● **Written exercise**:
Translate this sentence from the forum thread on Maltese dogs below into Spanish: "These little fuzz balls have many up sides, but so many people get them without realizing that they require a great deal of time and effort too."

● **Document text**:

══════

# Maltese-What's Good and Bad About 'em



## onedebora

What's Good and Bad About 'em


----------



## k/c mom

Gosh, I thought this was excellent. All who are thinking of getting a Malt should definitely read it.


----------



## Scoobydoo

I wish I had this article the other day, we had the plumbers in and the young one was totally taken with the boys and said he wants to get a little Malt for his wife.
They have a 4 year old and one on the way. I talked in length to him about the pros and cons of a toy breed such as the Maltese with young children and also the maintenance time necessary to keep them healthy, not to mention the vet costs if they happen to become ill.
I think he listened well and decided that a toy breed may not be for their home just yet. I didn't want to talk him out of the breed but did want to point out the possibilities if he went ahead and brought one home.
This article would have shown him exactly what I told him, thankfully he listened well and has decided to hold off on a puppy till the new baby is old enough to respect a pet, he also decided perhaps a Lab Retriever would be a better choice where young children are in the home


----------



## cloey70

Yes, this website is excellent info for any breed you are interested in. I used this site to figure out what breed would be a good match for me.


----------



## Julie718

That was a very good article!!! I've been feeling the barking of a Maltese lately. I feel like T&T have been barking like crazy at everything!


----------



## trvlnut

The article states that it's one of the top five hardest breeds to housebreak. Do you all think this is the case? If so, why? If not, why?


----------



## coco

QUOTE (trvlnut @ Sep 23 2008, 08:05 PM) index.php?act=findpost&pid=639565


> The article states that it's one of the top five hardest breeds to housebreak. Do you all think this is the case? If so, why? If not, why?[/B]



I was going to comment on that. I've never had a dog as easy to housebreak as Coco was. She just never had accidents, and she decided on her own to be an outside potty dog. Another thing I noticed was the barking, and while my last Maltese was deaf and barked non-stop, Coco never barks unless she hears the doorbell. She'll definitely bark for it, but, otherwise, she's a very quiet dog.


----------



## 08chrissy08

I saved this article. I'll definitely show this to anyone considering a Malt. These little fuzz balls have many up sides, but so many people get them without realizing that they require a great deal of time and effort too. Maltese have the ability to be fantastic pets....in the right homes. I liked how it pointed out that they have many different personality traits. Some being calm, others hyper, etc. I hear a lot of, "but so and so has a Maltese and he's like this so I'm going to get one!" You have to be prepared to love and care for your dog, no matter kind of Maltese you have. A good breeder will help out a lot with this as he/she will do his/her best to match you to a puppy that will mesh well with you, but a bad breeder will sell you anything "in stock."

══════

● **Source material**:
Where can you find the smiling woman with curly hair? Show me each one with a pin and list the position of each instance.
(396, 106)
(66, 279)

══════

● **Written reply**:
Estas pequeñas bolas de pelo tienen muchas ventajas, pero muchísimas personas las adquieren sin darse cuenta de que también requieren una gran cantidad de tiempo y esfuerzo.